| Exercise aim |
Find all the lines in the material below with the word "bell", and copy them.

| Entries provided |

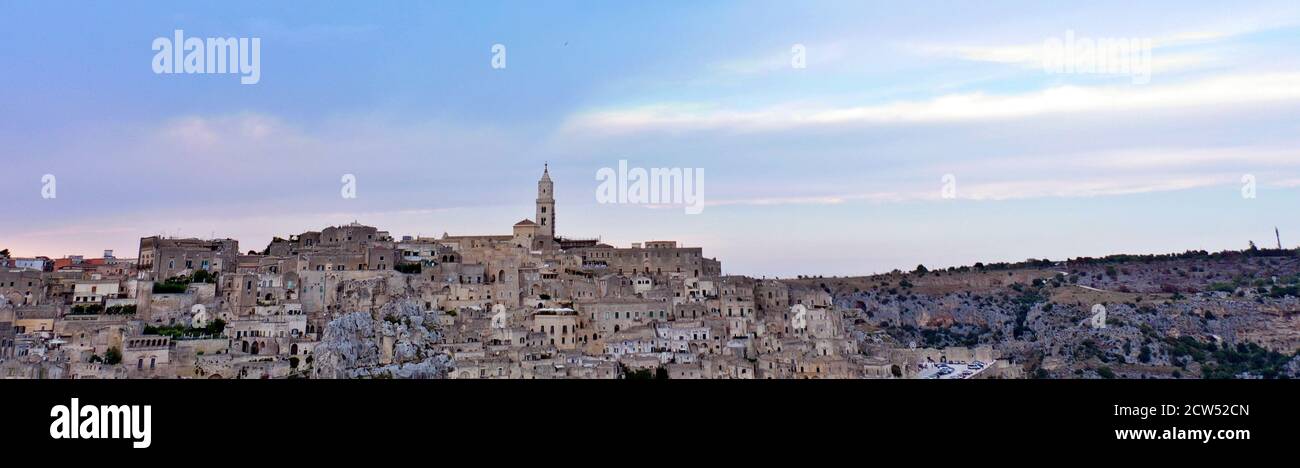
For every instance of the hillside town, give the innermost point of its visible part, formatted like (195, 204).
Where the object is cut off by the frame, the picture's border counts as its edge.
(356, 302)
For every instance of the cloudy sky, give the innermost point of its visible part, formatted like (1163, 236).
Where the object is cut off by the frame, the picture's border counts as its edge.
(832, 168)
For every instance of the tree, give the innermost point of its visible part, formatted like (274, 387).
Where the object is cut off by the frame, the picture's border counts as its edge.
(202, 276)
(113, 356)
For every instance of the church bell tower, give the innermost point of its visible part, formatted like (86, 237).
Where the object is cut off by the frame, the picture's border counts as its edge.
(546, 204)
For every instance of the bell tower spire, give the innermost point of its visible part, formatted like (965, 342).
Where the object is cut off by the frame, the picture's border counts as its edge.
(546, 203)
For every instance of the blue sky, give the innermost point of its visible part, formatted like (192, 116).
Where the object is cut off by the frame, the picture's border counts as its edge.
(830, 169)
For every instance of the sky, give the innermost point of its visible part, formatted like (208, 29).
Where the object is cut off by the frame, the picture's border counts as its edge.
(835, 137)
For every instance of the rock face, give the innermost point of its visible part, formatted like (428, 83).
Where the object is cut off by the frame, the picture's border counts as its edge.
(398, 342)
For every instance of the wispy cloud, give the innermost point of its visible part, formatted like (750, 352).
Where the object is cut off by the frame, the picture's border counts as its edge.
(1244, 89)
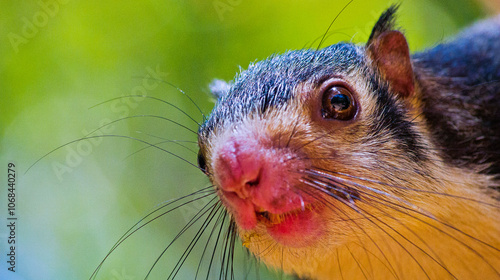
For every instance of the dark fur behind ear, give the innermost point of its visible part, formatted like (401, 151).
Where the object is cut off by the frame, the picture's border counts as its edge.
(385, 23)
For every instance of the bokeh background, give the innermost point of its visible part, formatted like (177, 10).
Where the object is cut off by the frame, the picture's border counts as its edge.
(58, 59)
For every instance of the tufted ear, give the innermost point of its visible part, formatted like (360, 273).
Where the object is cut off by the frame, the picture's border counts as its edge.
(219, 88)
(389, 52)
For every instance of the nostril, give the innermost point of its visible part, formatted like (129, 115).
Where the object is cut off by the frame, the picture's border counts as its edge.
(254, 180)
(253, 183)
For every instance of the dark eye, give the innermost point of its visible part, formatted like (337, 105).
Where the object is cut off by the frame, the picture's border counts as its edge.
(338, 103)
(202, 164)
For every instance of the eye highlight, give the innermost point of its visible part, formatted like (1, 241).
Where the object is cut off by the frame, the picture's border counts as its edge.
(338, 103)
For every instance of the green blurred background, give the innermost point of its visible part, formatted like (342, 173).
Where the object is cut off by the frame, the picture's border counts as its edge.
(60, 58)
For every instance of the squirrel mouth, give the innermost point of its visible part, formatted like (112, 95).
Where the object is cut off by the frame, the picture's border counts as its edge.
(269, 219)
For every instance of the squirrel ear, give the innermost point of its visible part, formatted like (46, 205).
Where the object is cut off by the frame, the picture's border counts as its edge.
(389, 52)
(219, 88)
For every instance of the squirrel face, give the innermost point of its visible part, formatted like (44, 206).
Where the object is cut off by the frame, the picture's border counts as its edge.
(316, 150)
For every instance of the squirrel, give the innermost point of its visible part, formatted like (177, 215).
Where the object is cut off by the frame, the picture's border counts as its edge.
(365, 162)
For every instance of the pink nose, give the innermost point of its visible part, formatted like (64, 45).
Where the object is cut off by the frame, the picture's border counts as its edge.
(239, 167)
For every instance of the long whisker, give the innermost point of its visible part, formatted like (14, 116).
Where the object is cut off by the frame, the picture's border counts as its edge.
(215, 209)
(193, 220)
(136, 226)
(143, 116)
(150, 97)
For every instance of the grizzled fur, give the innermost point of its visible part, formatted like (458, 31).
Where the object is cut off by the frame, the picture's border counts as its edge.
(459, 83)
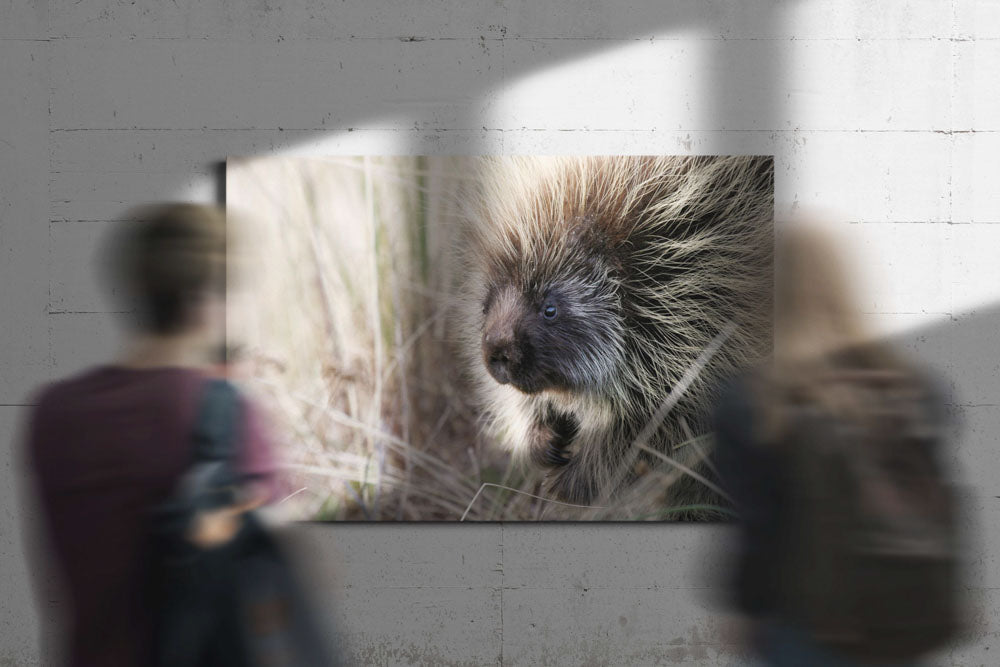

| Answer |
For every instance of the church bell tower, give the innermost point of its visible part, formatted like (86, 237).
For every instance of the bell tower spire, give the innermost point of its visible part, formatted like (965, 342).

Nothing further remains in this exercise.